_ASSIGNED TASK_
Produce the listing below again, exactly as shown.

_LISTED RECORDS_

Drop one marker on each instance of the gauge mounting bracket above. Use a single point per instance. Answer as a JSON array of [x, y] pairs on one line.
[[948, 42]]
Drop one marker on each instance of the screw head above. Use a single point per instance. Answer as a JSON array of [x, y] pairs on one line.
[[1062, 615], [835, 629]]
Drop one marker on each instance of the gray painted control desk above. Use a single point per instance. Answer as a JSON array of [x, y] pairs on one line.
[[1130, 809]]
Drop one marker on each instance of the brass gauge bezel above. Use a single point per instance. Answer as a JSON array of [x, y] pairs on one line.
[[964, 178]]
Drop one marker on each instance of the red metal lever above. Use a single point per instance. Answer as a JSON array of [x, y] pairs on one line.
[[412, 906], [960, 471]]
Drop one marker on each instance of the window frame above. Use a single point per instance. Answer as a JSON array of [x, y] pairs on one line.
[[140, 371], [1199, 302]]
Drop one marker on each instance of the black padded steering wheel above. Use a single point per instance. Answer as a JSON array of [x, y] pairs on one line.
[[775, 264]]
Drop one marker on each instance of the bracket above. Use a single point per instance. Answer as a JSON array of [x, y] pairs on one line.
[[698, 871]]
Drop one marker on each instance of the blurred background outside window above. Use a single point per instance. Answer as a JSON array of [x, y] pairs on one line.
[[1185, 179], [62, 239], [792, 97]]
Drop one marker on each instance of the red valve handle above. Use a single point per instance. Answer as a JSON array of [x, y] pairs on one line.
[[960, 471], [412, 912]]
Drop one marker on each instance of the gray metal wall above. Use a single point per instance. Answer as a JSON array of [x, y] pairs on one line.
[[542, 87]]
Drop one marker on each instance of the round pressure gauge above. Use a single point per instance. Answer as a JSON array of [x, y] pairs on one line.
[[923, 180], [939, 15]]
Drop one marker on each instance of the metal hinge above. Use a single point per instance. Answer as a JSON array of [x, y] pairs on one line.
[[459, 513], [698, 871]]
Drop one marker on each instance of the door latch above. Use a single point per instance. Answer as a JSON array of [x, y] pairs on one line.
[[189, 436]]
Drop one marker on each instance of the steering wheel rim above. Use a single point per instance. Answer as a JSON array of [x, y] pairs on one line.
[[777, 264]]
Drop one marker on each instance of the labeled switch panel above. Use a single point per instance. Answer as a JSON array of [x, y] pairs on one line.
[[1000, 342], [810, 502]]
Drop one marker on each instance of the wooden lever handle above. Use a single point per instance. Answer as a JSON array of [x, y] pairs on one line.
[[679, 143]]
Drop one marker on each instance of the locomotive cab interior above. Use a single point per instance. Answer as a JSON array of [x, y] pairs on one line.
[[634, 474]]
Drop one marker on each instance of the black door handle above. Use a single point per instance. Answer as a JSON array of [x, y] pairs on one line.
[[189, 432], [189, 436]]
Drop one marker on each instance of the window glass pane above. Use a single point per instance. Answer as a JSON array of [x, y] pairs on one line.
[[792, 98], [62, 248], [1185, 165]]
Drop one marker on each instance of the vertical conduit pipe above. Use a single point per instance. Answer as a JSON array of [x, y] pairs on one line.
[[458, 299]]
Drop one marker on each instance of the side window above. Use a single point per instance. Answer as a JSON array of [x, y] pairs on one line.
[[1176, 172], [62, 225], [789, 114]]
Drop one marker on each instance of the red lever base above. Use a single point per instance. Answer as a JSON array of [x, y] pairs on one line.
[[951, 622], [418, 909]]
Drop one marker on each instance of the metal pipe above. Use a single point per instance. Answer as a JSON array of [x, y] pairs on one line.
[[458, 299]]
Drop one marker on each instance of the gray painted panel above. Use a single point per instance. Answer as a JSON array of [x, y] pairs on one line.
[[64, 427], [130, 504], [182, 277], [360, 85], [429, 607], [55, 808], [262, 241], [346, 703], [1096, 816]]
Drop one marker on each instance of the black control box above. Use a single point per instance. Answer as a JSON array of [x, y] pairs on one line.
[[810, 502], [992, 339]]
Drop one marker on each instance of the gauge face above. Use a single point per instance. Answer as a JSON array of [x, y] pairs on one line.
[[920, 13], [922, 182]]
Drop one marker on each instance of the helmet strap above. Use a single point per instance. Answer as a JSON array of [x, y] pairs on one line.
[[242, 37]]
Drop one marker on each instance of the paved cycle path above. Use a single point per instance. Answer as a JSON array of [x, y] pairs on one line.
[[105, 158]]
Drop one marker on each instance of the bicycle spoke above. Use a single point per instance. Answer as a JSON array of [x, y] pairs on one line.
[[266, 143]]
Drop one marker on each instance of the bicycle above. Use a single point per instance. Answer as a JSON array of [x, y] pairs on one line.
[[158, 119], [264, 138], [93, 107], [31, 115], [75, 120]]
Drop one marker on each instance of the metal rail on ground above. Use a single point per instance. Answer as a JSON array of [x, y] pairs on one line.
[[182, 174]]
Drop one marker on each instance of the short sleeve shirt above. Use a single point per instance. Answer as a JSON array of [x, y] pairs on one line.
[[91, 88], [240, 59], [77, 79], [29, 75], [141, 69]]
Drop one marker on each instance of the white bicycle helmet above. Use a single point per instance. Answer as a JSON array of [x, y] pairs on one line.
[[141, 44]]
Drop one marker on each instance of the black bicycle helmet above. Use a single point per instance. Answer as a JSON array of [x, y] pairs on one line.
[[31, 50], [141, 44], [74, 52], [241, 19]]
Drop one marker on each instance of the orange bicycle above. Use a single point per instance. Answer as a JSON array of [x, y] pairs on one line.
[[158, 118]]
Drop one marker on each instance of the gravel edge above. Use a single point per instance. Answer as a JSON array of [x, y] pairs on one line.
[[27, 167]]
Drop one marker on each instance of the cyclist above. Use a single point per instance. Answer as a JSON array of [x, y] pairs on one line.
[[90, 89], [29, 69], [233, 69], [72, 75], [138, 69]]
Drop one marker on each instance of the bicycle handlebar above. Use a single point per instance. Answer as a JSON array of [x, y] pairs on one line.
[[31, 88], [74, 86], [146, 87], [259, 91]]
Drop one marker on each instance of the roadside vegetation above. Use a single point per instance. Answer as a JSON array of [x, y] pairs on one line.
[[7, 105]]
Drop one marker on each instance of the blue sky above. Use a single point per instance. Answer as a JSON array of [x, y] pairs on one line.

_RESULT FOR THIS EXERCISE_
Drop one marker on each instance of the gauge mounting bracket above. Use a single point per instance. Answer as a JSON array of [x, y] pairs on one line.
[[948, 42]]
Drop one marker on each instance of the screw head above. Use a single point per instance. Answer as a JSON array of [x, y] pairs on one line.
[[1062, 615], [835, 629]]
Drop one marker on each instance of the gray painted control desk above. Use a single point per instance. Answer as a JSON array of [x, y] pairs on one line.
[[1130, 809]]
Drop one marker on each instance of the brass gauge bezel above. Use a single point per instance. Answer as a JSON array of [x, y] pairs on one line.
[[964, 178]]
Drop one marker on each instance of the red metal lever above. Use a single point per instance. Answer as a JSON array of [x, y] pairs on one line.
[[412, 906], [960, 471]]
Drop one marker on each instance of the window frame above. Use a single point per instance. Answer as a JSON array of [x, y] pairs on one line.
[[140, 371], [1199, 302]]
Drop one marker on each instance of the black padded steering wheel above. Use a single point per instance. Answer as a JSON array of [x, y] pairs on one line.
[[775, 264]]
Drop one marker on each instance of the bracket above. Use a single point per instance. Answer as a JSON array of [x, y] pairs on one line.
[[698, 871]]
Drop one marker on each instance of the blurred background outside window above. Use a single point per instance. Answer as a JSON array of [x, y] pairs on one line.
[[1185, 179], [62, 239], [792, 97]]
Drop one marker on each instance of the red valve handle above. Use a single point per instance. Answer as a JSON array of [x, y] pairs on one line.
[[960, 471], [412, 912]]
Drop one marker on each instance of the gray metal wall above. Use a single point per instance. Answer as a JSON array of [x, y] pairs on one line.
[[542, 87]]
Drop one marker on each instance of the round pressure gauge above. Use a single point per instance. Answer as a JSON array of [x, y] pairs on one line.
[[923, 180], [939, 15]]
Drop one marker on each instance of the metal hinge above. Use a single point per instance. Answer as a JSON array of [x, y] pairs on one line.
[[459, 513], [698, 871]]
Drop one marker on each instance of the door latch above. Use a single point per instance. Answer as a JSON array of [x, y] pairs on one line.
[[189, 436]]
Drop one marker on each instance of the steering wheel rim above. Use a single point per instance. Answer as a JSON array of [x, y] pairs on one line.
[[777, 264]]
Drop one marker on each instance of the labeled switch panel above. Use a single point per instance. Answer as a JSON array of [x, y] pairs on one line.
[[1000, 342], [810, 502]]
Drop one marker on each instance of the wooden lever handle above. Use a single point per instance. Answer as a JSON array of [x, y] pairs on one line.
[[679, 143]]
Drop one marker on each instance of the locomotive cab interior above. Use a single point per instance. Answer as a JSON array of [x, y] pairs on one line.
[[634, 474]]
Drop one marker on each instance of the black door handle above. Use a single point per instance. Answer as a JSON array of [x, y] pairs on one line.
[[189, 432], [189, 436]]
Drop one marker on each instance of the window glass pane above. Use a single point per instance. Answer as a JSON array of [x, y] pairs on one line.
[[792, 98], [62, 248], [1185, 165]]
Drop one marker on each instance of the vertical conduit pipe above. Use a single point per instance. Answer as a JSON array of [x, y] pairs on one line.
[[458, 299]]
Drop one marker on each instance of the side window above. Use a single point per instance. Answer as a JSON array of [x, y] pairs on one line.
[[1176, 172], [62, 225], [789, 114]]
Drop one marker on each instance of the red lever base above. Use a single point per instance. Answer as a JSON array of [x, y] pairs on one line.
[[951, 622], [418, 909]]
Drop one marker on each instance of the metal pipe above. Use a single point per instance. Answer as a JSON array of [x, y] pairs on one line.
[[458, 299]]
Drop one marker on each instance of the gray painted panel above. Use a single point per instance. Answer as a JSON array of [x, y] pairs on one line.
[[64, 427], [130, 504], [182, 277], [360, 85], [429, 607], [55, 808], [262, 241], [346, 703], [1096, 816]]
Drop one marker on each instance of the black control box above. Use a single point per instance. Answer as a JSON array of [x, y] pairs on one line.
[[810, 502], [992, 339]]
Drop one marker on each instance of the gauge face above. Use a single point per instance. Answer as a JSON array of [x, y] pairs on one line.
[[920, 13], [922, 182]]
Drop one marker on each instance of the helmet strap above. Use a single point per instance. Answer as a JSON array of [x, y] pairs on one line.
[[242, 37]]
Drop one marker on each instance of the paved cycle path above. Use a single point per instance. Answer as a JSON array of [x, y] pairs on one line.
[[105, 158]]
Drop one marker on each instance of the bicycle spoke above. Use a single point per instance. Answer as a JSON array of [x, y] pairs on one line.
[[266, 143]]
Drop one marker on each instance of the bicycle above. Use a single point per instance. Answer as a JSON array of [x, y] pairs on one line.
[[158, 119], [264, 138], [93, 107], [31, 115], [75, 120]]
Drop one marker on each instance of the metal rail on ground above. Use a single point per instance. Answer as a JSON array of [x, y] pairs on one line.
[[182, 174]]
Drop one marker on each instance of the short sleeve shirt above. Use a single point per instance. Answer as a JSON array of [x, y] pairs on one line.
[[91, 88], [240, 59], [77, 79], [29, 75], [141, 69]]
Drop one marker on each instance of the white bicycle helmet above. Use a single point per instance. Answer as a JSON array of [x, y] pairs on one line.
[[141, 44]]
Drop one marker on each instance of the black bicycle helmet above. Use a single point per instance. Answer as a JSON array of [x, y] pairs on one line.
[[31, 50], [141, 44], [74, 52], [241, 19]]
Drop one marker on each instance of the orange bicycle above. Use a single point per instance. Answer as a JSON array of [x, y] pairs on one line.
[[158, 118]]
Drop one marker on each instance of the gravel edge above. Use a single point per instance. Answer as a JSON array of [x, y] pairs on one line.
[[27, 167]]
Drop one marker on each instance of the cyclist above. Use a single point per instance. Answer as a JSON array of [x, y] pairs on one line.
[[90, 89], [29, 69], [233, 69], [72, 75], [138, 69]]
Drop one marker on each instance of the bicycle handlebar above. Use a single point per instance. Answer as a JSON array of [x, y] pairs on one line.
[[31, 88], [74, 86], [146, 87], [259, 91]]
Drop one marker on each instance of the roadside vegetation above. Use a single point per instance. Answer as a JSON array of [x, y] pairs on one line.
[[7, 105]]
Drop one marker on each instance of the blue sky above. Use a single point per instance. Answer as a JSON array of [x, y] pairs on one line.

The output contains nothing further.